Collected data ::
--- --- ---
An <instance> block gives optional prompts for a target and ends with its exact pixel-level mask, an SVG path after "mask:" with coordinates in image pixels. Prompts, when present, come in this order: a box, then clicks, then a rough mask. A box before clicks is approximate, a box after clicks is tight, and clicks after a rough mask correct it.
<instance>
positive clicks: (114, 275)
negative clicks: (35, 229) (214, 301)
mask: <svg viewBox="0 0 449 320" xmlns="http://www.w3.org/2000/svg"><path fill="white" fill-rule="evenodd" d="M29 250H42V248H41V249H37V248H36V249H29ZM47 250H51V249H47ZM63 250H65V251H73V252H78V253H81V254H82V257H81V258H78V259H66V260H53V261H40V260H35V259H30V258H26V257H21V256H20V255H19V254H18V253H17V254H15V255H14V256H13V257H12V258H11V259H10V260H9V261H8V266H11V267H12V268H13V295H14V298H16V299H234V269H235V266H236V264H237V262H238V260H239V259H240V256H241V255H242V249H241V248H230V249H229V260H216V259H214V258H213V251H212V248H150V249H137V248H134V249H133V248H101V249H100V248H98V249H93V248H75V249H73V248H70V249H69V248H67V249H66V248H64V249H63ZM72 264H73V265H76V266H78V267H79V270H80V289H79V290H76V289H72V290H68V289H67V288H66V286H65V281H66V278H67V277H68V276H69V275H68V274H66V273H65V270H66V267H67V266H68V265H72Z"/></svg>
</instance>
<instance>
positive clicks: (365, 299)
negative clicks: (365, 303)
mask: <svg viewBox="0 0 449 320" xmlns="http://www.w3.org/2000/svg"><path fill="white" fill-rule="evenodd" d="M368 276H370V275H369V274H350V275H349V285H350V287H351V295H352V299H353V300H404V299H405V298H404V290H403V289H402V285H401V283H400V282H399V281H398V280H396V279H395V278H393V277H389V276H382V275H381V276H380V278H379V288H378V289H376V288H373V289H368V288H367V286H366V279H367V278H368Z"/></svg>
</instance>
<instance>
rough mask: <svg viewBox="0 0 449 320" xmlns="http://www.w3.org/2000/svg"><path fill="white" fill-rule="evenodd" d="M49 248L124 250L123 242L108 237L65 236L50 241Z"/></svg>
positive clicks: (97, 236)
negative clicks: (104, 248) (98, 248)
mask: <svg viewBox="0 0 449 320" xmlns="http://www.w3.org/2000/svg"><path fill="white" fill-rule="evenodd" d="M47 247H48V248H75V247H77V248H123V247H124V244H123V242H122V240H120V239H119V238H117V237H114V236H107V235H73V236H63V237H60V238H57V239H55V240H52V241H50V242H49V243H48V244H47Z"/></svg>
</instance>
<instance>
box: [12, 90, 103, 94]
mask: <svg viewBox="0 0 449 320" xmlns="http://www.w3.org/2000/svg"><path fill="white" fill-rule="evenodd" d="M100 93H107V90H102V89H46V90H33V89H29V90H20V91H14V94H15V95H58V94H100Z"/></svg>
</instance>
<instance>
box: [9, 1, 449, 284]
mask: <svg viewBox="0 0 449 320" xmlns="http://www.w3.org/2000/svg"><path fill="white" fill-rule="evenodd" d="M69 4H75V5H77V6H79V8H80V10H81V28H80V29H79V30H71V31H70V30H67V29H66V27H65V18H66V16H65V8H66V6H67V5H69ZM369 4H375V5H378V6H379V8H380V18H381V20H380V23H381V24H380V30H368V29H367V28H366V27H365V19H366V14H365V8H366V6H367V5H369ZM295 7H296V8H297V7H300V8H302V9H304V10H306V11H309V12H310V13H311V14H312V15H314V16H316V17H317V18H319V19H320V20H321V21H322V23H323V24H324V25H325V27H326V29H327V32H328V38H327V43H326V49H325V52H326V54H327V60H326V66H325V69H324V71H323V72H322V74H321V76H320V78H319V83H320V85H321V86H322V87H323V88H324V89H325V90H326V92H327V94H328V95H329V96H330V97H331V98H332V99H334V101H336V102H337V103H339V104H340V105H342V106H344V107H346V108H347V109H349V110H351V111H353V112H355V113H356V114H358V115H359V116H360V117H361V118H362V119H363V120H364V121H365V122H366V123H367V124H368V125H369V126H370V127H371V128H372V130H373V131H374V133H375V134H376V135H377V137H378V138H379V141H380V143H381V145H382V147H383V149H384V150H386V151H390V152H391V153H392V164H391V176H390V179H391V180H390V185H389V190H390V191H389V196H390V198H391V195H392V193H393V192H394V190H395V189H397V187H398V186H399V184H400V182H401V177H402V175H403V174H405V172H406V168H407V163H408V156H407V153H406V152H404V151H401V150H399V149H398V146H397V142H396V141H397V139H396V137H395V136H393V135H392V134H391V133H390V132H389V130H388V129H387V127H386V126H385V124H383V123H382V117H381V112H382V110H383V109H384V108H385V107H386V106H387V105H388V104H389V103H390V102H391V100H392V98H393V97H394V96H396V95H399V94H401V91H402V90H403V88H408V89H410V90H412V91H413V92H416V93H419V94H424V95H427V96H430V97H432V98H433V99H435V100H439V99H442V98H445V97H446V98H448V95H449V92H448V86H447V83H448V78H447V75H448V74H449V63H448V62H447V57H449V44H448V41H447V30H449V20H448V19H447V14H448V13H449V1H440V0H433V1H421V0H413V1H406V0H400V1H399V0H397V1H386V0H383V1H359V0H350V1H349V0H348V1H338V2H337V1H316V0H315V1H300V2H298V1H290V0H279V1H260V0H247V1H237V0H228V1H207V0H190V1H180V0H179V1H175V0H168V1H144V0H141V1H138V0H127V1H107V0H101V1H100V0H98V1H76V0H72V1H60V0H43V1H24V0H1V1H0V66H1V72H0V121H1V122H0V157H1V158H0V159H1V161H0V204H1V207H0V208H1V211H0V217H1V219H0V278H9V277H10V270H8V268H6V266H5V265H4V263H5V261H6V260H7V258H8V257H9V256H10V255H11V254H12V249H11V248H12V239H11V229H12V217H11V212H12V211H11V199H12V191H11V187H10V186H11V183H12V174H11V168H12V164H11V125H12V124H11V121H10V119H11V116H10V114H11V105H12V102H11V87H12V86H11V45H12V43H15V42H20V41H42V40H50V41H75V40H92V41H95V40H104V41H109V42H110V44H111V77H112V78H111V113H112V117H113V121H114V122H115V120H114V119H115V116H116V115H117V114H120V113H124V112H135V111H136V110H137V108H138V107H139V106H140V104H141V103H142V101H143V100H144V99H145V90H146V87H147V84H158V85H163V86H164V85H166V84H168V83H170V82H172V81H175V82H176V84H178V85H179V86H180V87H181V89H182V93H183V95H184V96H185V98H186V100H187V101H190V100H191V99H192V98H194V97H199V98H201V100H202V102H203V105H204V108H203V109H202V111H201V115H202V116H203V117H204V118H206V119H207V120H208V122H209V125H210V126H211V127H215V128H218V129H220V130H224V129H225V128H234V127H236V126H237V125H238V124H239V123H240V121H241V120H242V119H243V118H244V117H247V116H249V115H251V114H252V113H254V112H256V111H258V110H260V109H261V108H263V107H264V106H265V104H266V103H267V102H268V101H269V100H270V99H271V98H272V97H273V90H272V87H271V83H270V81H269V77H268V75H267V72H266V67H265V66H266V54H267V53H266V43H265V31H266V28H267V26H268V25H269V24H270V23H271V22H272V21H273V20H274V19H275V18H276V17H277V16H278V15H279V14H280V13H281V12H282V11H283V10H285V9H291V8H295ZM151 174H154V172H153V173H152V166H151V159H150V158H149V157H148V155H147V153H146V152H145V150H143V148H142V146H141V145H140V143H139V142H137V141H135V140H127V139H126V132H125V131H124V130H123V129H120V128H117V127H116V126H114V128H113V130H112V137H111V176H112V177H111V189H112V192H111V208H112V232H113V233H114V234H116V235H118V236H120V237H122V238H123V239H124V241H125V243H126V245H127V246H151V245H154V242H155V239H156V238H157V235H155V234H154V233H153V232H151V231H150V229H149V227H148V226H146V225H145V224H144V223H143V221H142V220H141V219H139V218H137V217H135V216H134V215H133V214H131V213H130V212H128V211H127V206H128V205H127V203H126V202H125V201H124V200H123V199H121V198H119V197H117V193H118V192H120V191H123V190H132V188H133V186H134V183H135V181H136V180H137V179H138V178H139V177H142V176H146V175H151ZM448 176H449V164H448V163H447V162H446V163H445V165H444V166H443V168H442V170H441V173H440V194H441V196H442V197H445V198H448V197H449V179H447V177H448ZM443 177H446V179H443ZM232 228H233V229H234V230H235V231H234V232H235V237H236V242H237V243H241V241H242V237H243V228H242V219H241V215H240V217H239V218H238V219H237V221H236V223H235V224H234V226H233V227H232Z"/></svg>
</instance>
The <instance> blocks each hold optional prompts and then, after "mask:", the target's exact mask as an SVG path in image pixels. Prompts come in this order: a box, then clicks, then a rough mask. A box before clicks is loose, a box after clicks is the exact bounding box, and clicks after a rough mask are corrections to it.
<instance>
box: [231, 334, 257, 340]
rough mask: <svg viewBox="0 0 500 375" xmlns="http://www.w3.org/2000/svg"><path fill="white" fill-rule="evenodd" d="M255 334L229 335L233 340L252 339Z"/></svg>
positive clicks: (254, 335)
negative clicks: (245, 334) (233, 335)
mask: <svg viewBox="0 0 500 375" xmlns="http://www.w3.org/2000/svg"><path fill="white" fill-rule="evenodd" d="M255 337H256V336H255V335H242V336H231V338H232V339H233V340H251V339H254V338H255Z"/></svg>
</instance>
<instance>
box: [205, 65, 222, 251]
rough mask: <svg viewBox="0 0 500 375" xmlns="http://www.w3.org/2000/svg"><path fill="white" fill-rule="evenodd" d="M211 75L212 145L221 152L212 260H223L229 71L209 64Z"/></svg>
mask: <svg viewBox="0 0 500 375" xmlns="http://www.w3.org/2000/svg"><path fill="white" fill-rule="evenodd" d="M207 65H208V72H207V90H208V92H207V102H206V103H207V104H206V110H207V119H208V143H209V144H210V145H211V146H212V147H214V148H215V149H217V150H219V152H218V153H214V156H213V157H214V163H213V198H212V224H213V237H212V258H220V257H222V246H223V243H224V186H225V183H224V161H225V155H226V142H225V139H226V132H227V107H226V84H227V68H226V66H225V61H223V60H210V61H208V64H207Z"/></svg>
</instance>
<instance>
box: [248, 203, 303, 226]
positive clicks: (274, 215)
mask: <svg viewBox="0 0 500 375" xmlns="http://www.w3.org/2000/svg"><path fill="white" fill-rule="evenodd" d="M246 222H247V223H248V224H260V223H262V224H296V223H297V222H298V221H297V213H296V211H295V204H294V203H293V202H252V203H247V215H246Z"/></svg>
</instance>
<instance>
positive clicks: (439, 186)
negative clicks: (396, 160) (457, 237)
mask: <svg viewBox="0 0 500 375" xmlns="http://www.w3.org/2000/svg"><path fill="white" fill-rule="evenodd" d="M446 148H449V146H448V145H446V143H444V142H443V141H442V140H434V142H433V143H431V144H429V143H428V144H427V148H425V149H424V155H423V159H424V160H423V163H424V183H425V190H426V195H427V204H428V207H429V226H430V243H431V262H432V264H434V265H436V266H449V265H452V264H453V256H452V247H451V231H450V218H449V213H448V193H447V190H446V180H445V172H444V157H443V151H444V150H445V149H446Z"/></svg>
--- --- ---
REQUIRED ACTION ::
Print the records above verbatim from their first line to the line containing "positive clicks: (365, 299)", both included, and stop there.

RESPONSE AREA ::
An <instance> block gives optional prompts for a target and ends with its exact pixel-level mask, an SVG path after "mask:" with coordinates in image pixels. Prompts, when present, come in this order: a box, then clicks, then a rough mask. A box before clicks is approximate, a box after clicks is tight, and clicks after a rough mask correct it.
<instance>
positive clicks: (114, 275)
negative clicks: (35, 229) (214, 301)
mask: <svg viewBox="0 0 449 320" xmlns="http://www.w3.org/2000/svg"><path fill="white" fill-rule="evenodd" d="M29 250H42V248H41V249H37V248H36V249H29ZM47 250H51V249H47ZM63 250H65V251H73V252H78V253H81V254H82V257H81V258H78V259H66V260H53V261H40V260H35V259H30V258H26V257H21V256H20V255H19V254H18V253H17V254H15V255H14V256H13V257H12V258H11V259H10V260H9V261H8V266H11V267H12V268H13V295H14V298H16V299H234V269H235V266H236V264H237V262H238V260H239V259H240V256H241V255H242V249H241V248H230V249H229V260H216V259H214V258H213V251H212V248H150V249H137V248H134V249H133V248H101V249H100V248H98V249H93V248H75V249H73V248H70V249H69V248H67V249H66V248H64V249H63ZM72 264H73V265H76V266H78V267H79V270H80V289H79V290H76V289H72V290H68V289H67V288H66V286H65V281H66V278H67V277H68V276H69V275H68V274H66V273H65V270H66V267H67V266H68V265H72Z"/></svg>
</instance>
<instance>
positive clicks: (365, 299)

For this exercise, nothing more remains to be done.